Data records:
--- Start ---
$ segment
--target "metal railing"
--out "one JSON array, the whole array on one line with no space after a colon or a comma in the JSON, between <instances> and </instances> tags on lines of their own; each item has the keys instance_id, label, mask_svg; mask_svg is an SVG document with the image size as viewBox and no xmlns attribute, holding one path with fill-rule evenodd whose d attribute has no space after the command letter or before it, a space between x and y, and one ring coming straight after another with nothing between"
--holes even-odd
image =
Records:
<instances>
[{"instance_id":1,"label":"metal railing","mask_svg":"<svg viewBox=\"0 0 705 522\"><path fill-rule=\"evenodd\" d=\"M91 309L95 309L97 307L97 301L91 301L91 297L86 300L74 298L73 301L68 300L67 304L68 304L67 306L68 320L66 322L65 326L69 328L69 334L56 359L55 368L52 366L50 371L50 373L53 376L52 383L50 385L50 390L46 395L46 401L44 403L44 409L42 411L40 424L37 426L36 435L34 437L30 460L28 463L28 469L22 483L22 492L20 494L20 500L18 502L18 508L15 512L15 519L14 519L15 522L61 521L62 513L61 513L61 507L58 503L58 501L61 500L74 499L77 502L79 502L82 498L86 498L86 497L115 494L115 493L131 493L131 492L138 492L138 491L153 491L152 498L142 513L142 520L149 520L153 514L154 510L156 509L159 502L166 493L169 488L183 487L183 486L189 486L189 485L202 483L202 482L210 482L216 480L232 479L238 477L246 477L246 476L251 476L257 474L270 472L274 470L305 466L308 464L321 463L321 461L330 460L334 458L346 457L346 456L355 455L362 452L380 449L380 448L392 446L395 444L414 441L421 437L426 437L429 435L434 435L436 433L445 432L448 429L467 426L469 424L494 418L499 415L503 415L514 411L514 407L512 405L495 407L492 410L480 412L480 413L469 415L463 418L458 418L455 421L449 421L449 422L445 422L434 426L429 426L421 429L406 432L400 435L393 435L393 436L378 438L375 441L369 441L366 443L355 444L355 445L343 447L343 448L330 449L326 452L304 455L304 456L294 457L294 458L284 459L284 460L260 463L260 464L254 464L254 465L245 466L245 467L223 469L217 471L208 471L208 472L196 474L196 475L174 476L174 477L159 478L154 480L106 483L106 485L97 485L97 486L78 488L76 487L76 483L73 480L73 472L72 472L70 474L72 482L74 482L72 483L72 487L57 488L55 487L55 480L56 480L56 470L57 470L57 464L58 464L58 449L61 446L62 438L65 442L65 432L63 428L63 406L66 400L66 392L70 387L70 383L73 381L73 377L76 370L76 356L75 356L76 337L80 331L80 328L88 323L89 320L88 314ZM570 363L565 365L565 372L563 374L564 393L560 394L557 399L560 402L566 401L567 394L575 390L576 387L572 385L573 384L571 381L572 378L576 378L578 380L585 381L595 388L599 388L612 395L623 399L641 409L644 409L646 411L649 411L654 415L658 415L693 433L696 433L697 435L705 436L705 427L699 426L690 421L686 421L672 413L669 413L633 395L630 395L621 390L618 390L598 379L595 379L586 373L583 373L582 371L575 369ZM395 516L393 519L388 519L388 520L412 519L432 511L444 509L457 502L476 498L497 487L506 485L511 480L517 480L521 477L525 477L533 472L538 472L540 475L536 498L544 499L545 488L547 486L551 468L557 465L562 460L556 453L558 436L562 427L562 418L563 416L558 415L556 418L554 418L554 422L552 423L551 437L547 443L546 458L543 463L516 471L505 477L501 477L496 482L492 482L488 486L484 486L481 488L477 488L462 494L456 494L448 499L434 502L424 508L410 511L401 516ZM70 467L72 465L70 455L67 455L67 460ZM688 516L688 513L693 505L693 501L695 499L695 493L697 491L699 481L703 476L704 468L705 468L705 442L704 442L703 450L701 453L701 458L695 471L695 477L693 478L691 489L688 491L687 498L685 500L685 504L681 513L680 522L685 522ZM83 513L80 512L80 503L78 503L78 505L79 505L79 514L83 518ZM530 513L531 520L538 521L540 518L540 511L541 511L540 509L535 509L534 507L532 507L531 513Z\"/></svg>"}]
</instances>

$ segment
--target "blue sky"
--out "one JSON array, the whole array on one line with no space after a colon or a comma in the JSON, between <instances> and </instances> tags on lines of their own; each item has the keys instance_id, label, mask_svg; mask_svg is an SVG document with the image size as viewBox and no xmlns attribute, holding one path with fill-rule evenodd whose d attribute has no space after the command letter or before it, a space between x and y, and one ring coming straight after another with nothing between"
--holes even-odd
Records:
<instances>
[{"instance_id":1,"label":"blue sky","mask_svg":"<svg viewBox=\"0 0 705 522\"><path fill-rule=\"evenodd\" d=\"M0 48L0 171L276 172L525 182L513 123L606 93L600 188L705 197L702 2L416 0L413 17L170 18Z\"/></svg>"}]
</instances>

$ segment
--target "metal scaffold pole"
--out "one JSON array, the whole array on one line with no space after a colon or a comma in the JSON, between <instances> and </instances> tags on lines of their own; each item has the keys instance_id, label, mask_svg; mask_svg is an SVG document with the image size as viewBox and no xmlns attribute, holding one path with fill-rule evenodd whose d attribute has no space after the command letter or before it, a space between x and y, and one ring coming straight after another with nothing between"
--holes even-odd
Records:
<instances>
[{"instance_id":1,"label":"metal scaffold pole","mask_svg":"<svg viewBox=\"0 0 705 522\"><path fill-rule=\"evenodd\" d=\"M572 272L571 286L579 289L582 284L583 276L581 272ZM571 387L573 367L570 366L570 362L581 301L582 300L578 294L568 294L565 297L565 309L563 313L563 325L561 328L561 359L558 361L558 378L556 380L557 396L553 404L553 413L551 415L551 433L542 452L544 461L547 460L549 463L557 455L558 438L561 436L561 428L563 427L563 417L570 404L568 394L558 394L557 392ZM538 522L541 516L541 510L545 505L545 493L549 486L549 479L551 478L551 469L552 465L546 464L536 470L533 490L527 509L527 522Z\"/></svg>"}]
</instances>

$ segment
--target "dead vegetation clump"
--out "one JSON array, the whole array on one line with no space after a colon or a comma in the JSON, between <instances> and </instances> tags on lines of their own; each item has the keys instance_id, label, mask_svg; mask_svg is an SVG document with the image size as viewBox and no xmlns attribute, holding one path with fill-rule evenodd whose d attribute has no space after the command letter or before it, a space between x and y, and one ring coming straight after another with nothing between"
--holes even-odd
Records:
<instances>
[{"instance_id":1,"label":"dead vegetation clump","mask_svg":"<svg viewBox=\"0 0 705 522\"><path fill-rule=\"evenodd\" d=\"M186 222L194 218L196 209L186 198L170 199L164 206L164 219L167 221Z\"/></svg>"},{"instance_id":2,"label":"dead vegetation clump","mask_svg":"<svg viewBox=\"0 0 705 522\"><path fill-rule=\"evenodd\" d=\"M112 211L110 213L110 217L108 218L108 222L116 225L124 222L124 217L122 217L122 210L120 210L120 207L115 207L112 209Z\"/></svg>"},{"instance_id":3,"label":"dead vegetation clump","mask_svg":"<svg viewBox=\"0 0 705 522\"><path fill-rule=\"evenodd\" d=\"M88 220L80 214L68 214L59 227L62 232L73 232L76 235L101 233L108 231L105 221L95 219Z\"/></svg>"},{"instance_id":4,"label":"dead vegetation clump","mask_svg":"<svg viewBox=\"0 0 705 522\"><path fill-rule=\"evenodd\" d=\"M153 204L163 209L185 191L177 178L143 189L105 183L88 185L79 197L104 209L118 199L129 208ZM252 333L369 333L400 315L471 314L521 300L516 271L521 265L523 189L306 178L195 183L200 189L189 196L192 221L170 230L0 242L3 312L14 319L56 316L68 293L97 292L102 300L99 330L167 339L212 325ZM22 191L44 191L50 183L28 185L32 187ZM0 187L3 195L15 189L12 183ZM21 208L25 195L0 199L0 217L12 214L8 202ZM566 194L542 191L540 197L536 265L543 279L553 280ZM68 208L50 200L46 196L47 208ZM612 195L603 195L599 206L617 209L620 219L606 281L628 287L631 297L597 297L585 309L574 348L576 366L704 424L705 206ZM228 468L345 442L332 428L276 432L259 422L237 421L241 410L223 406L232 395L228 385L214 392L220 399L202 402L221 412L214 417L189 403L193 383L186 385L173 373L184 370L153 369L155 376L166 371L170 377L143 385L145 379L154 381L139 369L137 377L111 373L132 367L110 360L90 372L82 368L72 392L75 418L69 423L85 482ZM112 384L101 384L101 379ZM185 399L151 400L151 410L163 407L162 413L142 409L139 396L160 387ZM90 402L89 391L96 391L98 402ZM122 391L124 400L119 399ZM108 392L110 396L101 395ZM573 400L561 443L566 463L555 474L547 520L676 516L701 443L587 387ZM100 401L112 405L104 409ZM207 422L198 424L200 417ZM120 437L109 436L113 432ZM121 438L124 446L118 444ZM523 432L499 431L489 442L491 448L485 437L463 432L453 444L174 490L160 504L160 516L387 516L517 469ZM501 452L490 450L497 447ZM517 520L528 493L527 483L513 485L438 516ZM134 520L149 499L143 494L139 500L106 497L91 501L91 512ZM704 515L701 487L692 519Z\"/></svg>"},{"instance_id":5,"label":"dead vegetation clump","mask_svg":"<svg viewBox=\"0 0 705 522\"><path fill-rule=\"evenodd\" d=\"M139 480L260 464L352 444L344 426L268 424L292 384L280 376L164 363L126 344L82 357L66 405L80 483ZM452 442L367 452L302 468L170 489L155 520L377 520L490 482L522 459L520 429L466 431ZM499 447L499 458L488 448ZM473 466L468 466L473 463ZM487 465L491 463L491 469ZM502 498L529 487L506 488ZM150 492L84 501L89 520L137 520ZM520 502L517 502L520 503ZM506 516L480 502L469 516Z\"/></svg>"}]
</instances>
--- End ---
# [EXERCISE OBJECTIVE]
Pull out each line of the material that contains the string "target" and list those lines.

# [WRITTEN ANSWER]
--target "metal railing"
--target "blue sky"
--target "metal scaffold pole"
--target "dead vegetation clump"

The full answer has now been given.